(Dataset records)

-- -- --

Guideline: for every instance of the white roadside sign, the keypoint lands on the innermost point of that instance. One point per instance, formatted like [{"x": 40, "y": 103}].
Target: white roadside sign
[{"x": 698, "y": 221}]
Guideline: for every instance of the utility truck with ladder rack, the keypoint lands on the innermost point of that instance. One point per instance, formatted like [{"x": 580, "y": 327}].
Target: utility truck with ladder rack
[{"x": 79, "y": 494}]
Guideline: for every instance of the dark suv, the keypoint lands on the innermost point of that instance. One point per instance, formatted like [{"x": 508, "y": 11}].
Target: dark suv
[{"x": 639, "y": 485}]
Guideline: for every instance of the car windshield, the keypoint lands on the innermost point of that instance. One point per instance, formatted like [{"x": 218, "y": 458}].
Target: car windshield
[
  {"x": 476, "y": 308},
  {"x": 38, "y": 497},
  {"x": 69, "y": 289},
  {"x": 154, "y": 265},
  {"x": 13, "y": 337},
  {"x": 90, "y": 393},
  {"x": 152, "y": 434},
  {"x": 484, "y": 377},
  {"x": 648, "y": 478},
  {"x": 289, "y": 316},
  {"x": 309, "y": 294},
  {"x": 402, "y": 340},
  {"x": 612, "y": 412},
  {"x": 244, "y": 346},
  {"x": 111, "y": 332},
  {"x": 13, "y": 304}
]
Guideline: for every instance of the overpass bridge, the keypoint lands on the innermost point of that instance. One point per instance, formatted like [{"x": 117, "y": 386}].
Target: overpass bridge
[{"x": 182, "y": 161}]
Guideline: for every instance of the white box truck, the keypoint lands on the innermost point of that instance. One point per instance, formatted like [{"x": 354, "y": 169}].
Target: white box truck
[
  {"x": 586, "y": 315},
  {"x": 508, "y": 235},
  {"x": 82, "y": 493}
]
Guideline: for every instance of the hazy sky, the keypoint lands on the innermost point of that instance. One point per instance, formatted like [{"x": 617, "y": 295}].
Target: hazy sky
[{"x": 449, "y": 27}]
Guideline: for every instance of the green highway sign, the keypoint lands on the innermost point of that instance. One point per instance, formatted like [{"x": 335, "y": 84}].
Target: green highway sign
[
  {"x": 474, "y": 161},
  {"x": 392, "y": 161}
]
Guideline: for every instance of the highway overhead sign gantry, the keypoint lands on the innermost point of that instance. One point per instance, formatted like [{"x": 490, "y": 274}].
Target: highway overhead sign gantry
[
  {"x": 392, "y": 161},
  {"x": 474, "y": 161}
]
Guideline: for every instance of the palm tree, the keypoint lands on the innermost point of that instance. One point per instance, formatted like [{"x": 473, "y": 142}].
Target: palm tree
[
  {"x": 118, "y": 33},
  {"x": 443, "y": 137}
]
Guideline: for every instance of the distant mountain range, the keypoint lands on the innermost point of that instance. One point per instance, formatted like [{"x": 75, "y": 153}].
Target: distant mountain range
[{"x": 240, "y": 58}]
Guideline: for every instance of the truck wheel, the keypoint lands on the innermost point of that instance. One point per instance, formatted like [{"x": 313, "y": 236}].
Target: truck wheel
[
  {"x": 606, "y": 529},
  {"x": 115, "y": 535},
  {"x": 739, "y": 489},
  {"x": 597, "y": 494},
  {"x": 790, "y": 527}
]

-- -- --

* WHAT NEEDS TO BE DONE: Give back exactly the lines from the one containing "Target: distant mountain range" through the last line of the records.

* RESULT OF THIS EXERCISE:
Target: distant mountain range
[{"x": 240, "y": 58}]
Guideline: for every instance of the truck wheel, the keypoint lands on the innermost point of that instance. One point per instance, formatted like [{"x": 313, "y": 236}].
Target: truck wheel
[
  {"x": 606, "y": 529},
  {"x": 115, "y": 535},
  {"x": 739, "y": 489},
  {"x": 597, "y": 494},
  {"x": 790, "y": 527}
]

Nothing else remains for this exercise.